◆ TASK TO CARRY OUT ◆
Please give again, word for word, the lines that lie between the start of the listing below and the line with "Every instance of the black t-shirt", both included.

◆ RECORDS TO USE ◆
■ ■ ■ ■ ■ ■ ■

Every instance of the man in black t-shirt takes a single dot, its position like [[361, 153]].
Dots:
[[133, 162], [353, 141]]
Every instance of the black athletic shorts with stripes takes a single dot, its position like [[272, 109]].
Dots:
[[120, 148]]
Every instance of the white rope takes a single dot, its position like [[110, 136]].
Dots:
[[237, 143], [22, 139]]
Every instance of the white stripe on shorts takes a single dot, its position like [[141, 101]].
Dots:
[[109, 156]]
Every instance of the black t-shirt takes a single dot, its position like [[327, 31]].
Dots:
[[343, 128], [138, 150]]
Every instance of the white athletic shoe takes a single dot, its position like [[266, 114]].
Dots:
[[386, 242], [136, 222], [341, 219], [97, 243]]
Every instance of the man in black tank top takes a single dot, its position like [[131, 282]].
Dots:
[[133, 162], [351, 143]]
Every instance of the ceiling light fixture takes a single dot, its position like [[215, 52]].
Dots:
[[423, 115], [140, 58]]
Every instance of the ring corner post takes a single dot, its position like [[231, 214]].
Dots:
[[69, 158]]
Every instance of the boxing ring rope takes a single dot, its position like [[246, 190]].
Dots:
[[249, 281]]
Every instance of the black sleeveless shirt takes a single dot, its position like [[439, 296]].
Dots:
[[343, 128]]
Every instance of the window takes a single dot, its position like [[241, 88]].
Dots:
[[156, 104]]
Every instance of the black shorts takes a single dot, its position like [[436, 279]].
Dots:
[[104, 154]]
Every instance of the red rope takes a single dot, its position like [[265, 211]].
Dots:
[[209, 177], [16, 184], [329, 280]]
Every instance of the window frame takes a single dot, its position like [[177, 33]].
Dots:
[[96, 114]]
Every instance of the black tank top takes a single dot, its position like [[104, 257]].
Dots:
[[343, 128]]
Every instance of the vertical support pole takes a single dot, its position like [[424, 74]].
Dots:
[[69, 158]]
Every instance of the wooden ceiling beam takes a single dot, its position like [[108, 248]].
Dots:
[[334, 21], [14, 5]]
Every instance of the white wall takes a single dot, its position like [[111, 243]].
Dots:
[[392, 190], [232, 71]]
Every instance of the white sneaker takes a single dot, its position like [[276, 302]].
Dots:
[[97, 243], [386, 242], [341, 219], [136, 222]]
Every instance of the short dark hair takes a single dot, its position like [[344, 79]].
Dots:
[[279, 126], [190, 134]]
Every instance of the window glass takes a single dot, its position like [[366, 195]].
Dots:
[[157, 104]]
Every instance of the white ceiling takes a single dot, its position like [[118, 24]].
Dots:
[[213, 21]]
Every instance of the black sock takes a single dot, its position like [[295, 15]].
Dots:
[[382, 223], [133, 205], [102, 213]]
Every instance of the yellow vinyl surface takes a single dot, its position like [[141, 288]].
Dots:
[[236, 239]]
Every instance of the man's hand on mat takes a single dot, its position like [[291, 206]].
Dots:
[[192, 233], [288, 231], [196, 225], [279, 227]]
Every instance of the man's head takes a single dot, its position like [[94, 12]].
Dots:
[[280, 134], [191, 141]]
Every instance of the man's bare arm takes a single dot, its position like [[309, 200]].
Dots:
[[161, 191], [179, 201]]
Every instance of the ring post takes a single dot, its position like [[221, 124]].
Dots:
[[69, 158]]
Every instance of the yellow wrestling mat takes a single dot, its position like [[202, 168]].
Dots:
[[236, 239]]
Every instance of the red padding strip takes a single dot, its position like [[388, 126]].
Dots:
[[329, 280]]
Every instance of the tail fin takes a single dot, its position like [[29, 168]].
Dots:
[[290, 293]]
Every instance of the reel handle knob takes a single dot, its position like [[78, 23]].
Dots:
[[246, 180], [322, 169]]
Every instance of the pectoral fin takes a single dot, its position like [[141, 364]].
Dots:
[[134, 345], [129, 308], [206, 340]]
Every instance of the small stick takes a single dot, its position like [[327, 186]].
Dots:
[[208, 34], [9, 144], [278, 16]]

■ ■ ■ ■ ■ ■ ■

◆ EXERCISE ANSWER ◆
Every instance of the man in black t-shirt takes a single dot, its position like [[361, 153]].
Dots:
[[133, 162], [353, 141]]
Every instance of the black athletic shorts with stripes takes a single dot, its position like [[272, 109]].
Dots:
[[120, 148]]
Every instance of the white rope takes a single dot, its position like [[110, 136]].
Dots:
[[237, 143], [22, 139]]
Every instance of the white stripe on shorts takes a single dot, its position like [[141, 101]].
Dots:
[[109, 156]]
Every instance of the black t-shirt takes a single dot, its position like [[327, 31]].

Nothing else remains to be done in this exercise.